● **DOCUMENT TEXT**:
Ukrainians constitute a national group. They are not the same as Russians despite what Vladimir Putin believes. The issue is whether Putin’s aggression against Ukraine shows an intent to destroy, in whole or in part, the Ukrainian people. Experts in international criminal law disagree whether genocide has been committed based on current evidence. Intent is the key and it has to come from the top. In Bosnia, both the head of state and the head of the army were convicted of genocide, as well as other top officials. Aside from the legal definition, lay people often claim genocide has occurred when harm is so egregious there seems no other word serious enough to describe it.

Yet other crimes are monstrous, as well: rape, torture, starvation, forced prostitution, enslavement, willful killing, using chemical or biological weapons. These are Crimes Against Humanity. War crimes can also be charged. They include intentional harm to noncombatants (civilians, medical personnel, soldiers taken prisoner, medical facilities, e.g.). A war of aggression is also considered a war crime, though it cannot be charged for Russia’s acts in Ukraine because it requires initiation by the UN Security Council and Russia, as a member, would veto it.

● **ACTIONS TO TAKE**:
1 - List every act that the passage on Russia's aggression in Ukraine names as a Crime Against Humanity.
2 - Rewrite the part of the passage on Russia's aggression in Ukraine starting at "Yet other crimes" and ending at "would veto it.", switching "monstrous" to "atrocious".
3 - Proceed with the passage on Russia's aggression in Ukraine, picking up after its final sentence.
The records that come next are not needed.

● **EXERCISE DATA**:
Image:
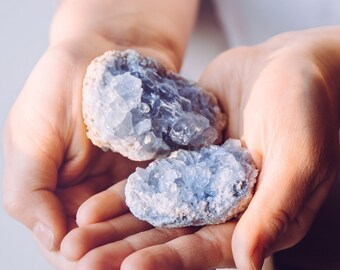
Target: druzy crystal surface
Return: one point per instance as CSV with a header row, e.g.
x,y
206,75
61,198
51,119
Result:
x,y
193,188
134,106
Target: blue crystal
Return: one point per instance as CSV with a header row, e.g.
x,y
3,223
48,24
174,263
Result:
x,y
193,188
182,115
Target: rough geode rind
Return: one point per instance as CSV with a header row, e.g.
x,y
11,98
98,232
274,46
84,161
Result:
x,y
134,106
193,188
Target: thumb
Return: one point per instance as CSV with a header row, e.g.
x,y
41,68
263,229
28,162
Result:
x,y
30,176
288,196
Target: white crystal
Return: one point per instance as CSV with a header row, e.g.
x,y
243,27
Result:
x,y
193,188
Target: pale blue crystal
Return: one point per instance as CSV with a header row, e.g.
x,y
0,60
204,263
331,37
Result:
x,y
193,188
160,105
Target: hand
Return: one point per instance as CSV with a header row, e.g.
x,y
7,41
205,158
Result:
x,y
281,99
51,167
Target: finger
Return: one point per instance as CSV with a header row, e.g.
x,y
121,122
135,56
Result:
x,y
81,240
29,183
92,210
111,256
208,248
280,201
74,196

● **ANSWERS TO THIS EXERCISE**:
1 - rape, torture, starvation, forced prostitution, enslavement, willful killing, using chemical or biological weapons

2 -
Yet other crimes are atrocious, as well: rape, torture, starvation, forced prostitution, enslavement, willful killing, using chemical or biological weapons. These are Crimes Against Humanity. War crimes can also be charged. They include intentional harm to noncombatants (civilians, medical personnel, soldiers taken prisoner, medical facilities, e.g.). A war of aggression is also considered a war crime, though it cannot be charged for Russia’s acts in Ukraine because it requires initiation by the UN Security Council and Russia, as a member, would veto it.

3 -
People throughout the world, citizens and leaders, are horrified by what Putin has unleashed in Ukraine. Many demand accountability. The fact that accountability is seen in terms of an international prosecution instead of revenge killings is progress, though the possibility that will happen is not high. The ICC must have jurisdiction over the person, that is, the suspect must be in a state that can and will arrest him. As long as Putin remains in Russia or a friendly state such as China, arrest is highly unlikely. The ICC cannot try a person in absentia. They have to be present before the Court.

What does that mean about impunity? Is it still dominant? No doubt, but there is still hope. In Serbia, Milosevic lost favor with the public. They voted him out of office (Serbia was a soft dictatorship that maintained a patina of democracy) and arrested him for misappropriation of state funds and abuse of power. Zoran Djindjic, an opposition politician, arranged for his transfer to The Hague to stand trial before the International Criminal Tribunal for the former Yugoslavia for war crimes. Milosevic also overplayed his hand by attempting to cleanse Kosovo of its Albanian population. After more than a year of massacres, destroyed villages, nearly a million refugees, and unsuccessful negotiations, NATO had finally had enough. For 78 days, the military alliance pounded Serbia with bombs. Shortly after the ICTY chief prosecutor indicted Milosevic for war crimes, crimes against humanity, and genocide, the Serbian leader capitulated.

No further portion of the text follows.